• Elenco attività:
a) Riporta senza alcuna modifica il tratto dell'articolo sul caso di Valentina Milluzzo che va da "Si specula sui" fino a "portava in grembo.".
b) Prosegui l'articolo sul caso di Valentina Milluzzo, ripartendo subito dopo la sua ultima frase.

• Testo dell'esercizio:

Si specula sui morti per attaccare il diritto all’obiezione di coscienza. È quanto sta accadendo in merito al tragico decesso di Valentina Milluzzo, 32 anni, e dei due gemellini che portava in grembo.
I mass media hanno subito strombazzato ai quattro venti che la donna è morta perché, all’ospedale Cannizzaro di Catania, il medico che l’aveva in cura si è rifiutato di aiutarla in quanto obiettore di coscienza.
Ripercorriamo brevemente i fatti, così come riportati sulla stampa. Valentina Milluzzo è alla diciannovesima settimana di gravidanza di due gemelli avuti attraverso fecondazione artificiale. Il 29 settembre viene ricoverata per una “sospetta dilatazione dell’utero”. La mattina del 15 ottobre le sale la febbre e lamenta vomito ed intensi dolori. Gli accertamenti medici rilevano uno stato di sofferenza fetale di uno dei gemelli. Il medico, però, si sarebbe rifiutato d’intervenire in quanto obiettore di coscienza e, nelle ore successive, i due bambini vengono partoriti morti.
La magistratura farà le sue indagini e trarrà le sue conclusioni. Allo stato attuale, però, i dati sembrano dire altro. Secondo il primario del reparto, il professor Paolo Scollo, presidente della Società Italiana di Ginecologia e Ostetricia, si sarebbe trattato di un aborto spontaneo settico, ovvero dovuto a infezione. L’obiezione di coscienza, quindi, non c’entra nulla. Inoltre, a quanto pare – come scrive l’Ansa – non risulta proprio che il medico incriminato si sia dichiarato obiettore come scusa per non intervenire. La ricostruzione dei familiari di Valentina, pertanto, al momento non trova alcun riscontro. «Non c’è stata alcuna obiezione di coscienza da parte del medico che è intervenuto nel caso in questione, perché non c’era un’interruzione volontaria di gravidanza», ha affermato il direttore generale dell’ospedale Cannizzaro, Angelo Pellicanò.

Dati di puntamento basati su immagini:

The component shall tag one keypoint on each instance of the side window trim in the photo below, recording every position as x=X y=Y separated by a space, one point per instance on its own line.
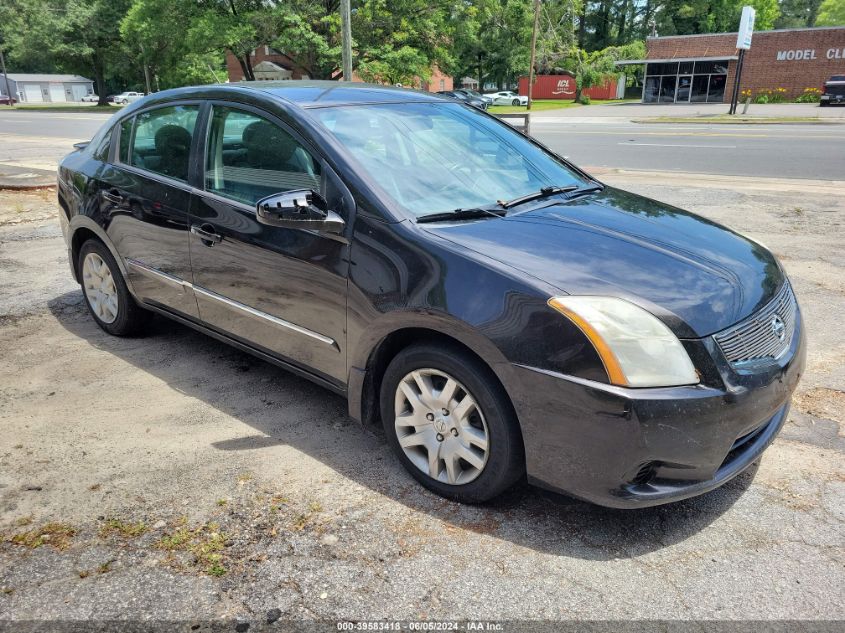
x=195 y=138
x=202 y=148
x=120 y=139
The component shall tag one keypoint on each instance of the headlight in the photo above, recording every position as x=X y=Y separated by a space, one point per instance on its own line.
x=637 y=349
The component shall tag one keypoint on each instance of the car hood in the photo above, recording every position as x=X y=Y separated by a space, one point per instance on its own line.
x=697 y=276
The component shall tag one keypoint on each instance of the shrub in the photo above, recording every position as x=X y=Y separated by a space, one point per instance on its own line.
x=810 y=95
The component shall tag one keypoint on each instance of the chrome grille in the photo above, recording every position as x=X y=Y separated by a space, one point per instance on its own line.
x=755 y=338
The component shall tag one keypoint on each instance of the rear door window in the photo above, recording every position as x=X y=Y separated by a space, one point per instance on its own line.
x=249 y=158
x=161 y=142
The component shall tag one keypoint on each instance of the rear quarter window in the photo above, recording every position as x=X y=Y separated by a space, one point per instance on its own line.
x=125 y=140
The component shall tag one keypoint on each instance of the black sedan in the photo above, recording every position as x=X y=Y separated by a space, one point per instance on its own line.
x=500 y=312
x=475 y=102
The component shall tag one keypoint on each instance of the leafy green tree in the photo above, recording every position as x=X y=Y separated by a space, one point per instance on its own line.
x=79 y=36
x=153 y=33
x=832 y=13
x=798 y=13
x=309 y=34
x=397 y=41
x=238 y=26
x=598 y=67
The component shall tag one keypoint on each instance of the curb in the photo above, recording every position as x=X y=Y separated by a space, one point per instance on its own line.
x=762 y=121
x=25 y=179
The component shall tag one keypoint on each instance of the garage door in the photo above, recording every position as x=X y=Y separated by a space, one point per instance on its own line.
x=57 y=92
x=32 y=92
x=79 y=91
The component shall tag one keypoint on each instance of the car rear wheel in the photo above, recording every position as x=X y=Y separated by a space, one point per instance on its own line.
x=106 y=295
x=450 y=424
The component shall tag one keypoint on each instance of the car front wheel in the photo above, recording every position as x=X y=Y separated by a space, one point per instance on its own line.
x=450 y=424
x=106 y=295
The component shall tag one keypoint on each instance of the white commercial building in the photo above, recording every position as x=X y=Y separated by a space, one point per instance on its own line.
x=36 y=88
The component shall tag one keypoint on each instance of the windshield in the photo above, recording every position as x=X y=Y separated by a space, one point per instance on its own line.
x=436 y=157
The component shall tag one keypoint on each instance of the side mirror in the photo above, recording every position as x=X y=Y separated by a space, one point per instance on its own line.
x=299 y=209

• Risposte attività:
a)
Si specula sui morti per attaccare il diritto all’obiezione di coscienza. È quanto sta accadendo in merito al tragico decesso di Valentina Milluzzo, 32 anni, e dei due gemellini che portava in grembo.

b)
Come ha scritto Renzo Puccetti, «non è affatto scontato che in questi casi anticipare il parto o effettuare l’aborto sia di qualche beneficio». «Il bambino – infatti – non è la causa dell’infezione, ma subisce l’infezione che affligge anche la madre». «Indurre il parto in questi casi – prosegue – non è di alcun beneficio per la madre, anzi, sottoporla ad uno stress in condizioni di sepsi si può tradurre in un aggravamento delle condizioni della donna. L’unica eccezione è quando il focolaio infettivo è situato all’interno della cavità dell’utero (es. corionamniosite). In questi casi l’espletamento del parto è terapeutico per la donna, ma anche per il bambino se questi ha capacità di vita autonoma. In caso contrario lo svuotamento della cavità uterina non costituisce comunque un aborto diretto, ma ricadrebbe nella fattispecie dell’aborto indiretto. In questo caso infatti il medico non procura l’aborto direttamente, ma elimina il focolaio di partenza del male e la morte del bambino è un effetto previsto, ma non voluto. D’altra parte la gemellarità costituisce un fattore di rischio». Specie, aggiungiamo noi, se frutto di una fecondazione artificiale.
Non sarà che si criminalizza il diritto all’obiezione di coscienza (lo vogliono eliminare a tutti i costi) per nascondere tutte le problematicità connesse con la fecondazione in vitro? Forse non si vuole danneggiare il grande business della provetta e l’ideologia che vi è sottesa?